— begin Input rows —

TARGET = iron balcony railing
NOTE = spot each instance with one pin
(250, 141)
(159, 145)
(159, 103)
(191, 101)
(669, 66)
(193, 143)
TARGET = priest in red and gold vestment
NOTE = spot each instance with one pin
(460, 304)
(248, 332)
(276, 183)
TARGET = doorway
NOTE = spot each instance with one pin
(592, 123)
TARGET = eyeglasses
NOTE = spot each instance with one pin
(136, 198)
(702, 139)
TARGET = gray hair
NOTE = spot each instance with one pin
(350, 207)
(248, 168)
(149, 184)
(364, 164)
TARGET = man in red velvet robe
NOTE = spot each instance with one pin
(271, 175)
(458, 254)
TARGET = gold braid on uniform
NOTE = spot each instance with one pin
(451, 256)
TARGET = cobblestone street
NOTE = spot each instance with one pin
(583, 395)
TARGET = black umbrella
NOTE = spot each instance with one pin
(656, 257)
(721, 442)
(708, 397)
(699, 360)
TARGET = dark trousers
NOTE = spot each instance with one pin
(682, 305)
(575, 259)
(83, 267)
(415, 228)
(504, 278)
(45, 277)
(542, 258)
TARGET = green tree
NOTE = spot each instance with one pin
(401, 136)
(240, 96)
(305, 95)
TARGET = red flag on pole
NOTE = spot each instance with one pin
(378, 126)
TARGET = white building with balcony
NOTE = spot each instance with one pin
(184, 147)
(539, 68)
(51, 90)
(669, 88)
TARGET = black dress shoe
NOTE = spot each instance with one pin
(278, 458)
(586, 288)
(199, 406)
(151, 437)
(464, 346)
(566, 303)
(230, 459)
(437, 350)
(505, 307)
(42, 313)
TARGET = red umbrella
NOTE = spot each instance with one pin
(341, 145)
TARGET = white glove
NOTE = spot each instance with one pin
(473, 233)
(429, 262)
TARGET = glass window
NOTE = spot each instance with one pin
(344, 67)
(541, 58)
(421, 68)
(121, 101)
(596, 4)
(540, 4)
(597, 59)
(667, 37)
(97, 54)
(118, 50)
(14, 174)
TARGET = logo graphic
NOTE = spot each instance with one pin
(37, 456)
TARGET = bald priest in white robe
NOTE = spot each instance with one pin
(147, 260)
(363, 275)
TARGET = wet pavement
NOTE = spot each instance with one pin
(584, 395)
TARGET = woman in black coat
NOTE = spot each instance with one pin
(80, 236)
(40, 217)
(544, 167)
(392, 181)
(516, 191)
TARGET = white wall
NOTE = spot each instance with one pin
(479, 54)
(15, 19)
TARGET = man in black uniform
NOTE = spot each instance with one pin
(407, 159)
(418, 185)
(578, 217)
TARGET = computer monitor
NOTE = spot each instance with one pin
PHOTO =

— end Input rows —

-- Task prompt --
Reproduce all of the entries word for word.

-- Finished task --
TARGET = iron balcony railing
NOTE = spot each instance with one pin
(250, 141)
(159, 145)
(159, 103)
(191, 101)
(669, 66)
(193, 143)
TARGET = priest in red and gold vestment
NOTE = spot each instance with one pin
(460, 304)
(248, 332)
(276, 183)
TARGET = doorway
NOTE = spot each instance with one pin
(592, 123)
TARGET = eyeglasses
NOTE = spot each instance with one pin
(136, 198)
(702, 139)
TARGET = gray hair
NOTE = spot each instance with one pin
(350, 207)
(248, 168)
(149, 184)
(364, 164)
TARGET = man in red velvet robe
NOTE = spot each instance with one pin
(271, 175)
(458, 254)
TARGET = gold braid on uniform
NOTE = spot each instance with one pin
(451, 256)
TARGET = cobblestone street
NOTE = spot each instance with one pin
(583, 395)
TARGET = black umbrella
NOTE = spot each instance with one pin
(656, 257)
(721, 442)
(708, 397)
(699, 360)
TARGET = dark trousers
NOTE = spot each instance with one pin
(682, 305)
(575, 259)
(83, 267)
(415, 228)
(504, 278)
(45, 277)
(542, 258)
TARGET = green tree
NOTE = spot each instance with one pin
(401, 136)
(240, 96)
(305, 95)
TARGET = red flag on pole
NOTE = spot each instance with one pin
(378, 126)
TARGET = white building with balcony
NOTE = spot each instance with one pin
(184, 147)
(539, 68)
(51, 90)
(669, 88)
TARGET = black dress shoe
NOTE = spot each instance with one pin
(278, 458)
(586, 288)
(199, 406)
(151, 437)
(464, 346)
(566, 303)
(230, 459)
(437, 350)
(505, 307)
(42, 313)
TARGET = red umbrella
NOTE = spot each instance with one pin
(341, 145)
TARGET = white glove
NOTE = spot each instance with one pin
(473, 233)
(429, 262)
TARGET = glass window
NOTE = spot each instance with one pin
(344, 67)
(541, 58)
(421, 68)
(121, 101)
(596, 4)
(540, 4)
(597, 59)
(667, 37)
(97, 54)
(118, 50)
(14, 174)
TARGET = logo graphic
NOTE = spot each instance with one pin
(37, 456)
TARGET = bald priest in white robe
NOTE = spot each instance with one pin
(147, 260)
(363, 275)
TARGET = wet pavement
NOTE = spot each instance with one pin
(584, 395)
TARGET = woman in black coat
NOTE = spot each instance with one pin
(80, 236)
(40, 217)
(544, 167)
(392, 181)
(516, 191)
TARGET = white wall
NOTE = spot each instance with one pin
(479, 54)
(15, 19)
TARGET = man in black uniform
NOTE = spot each instance with one pin
(407, 159)
(418, 185)
(578, 217)
TARGET = computer monitor
NOTE = spot each instance with one pin
PHOTO =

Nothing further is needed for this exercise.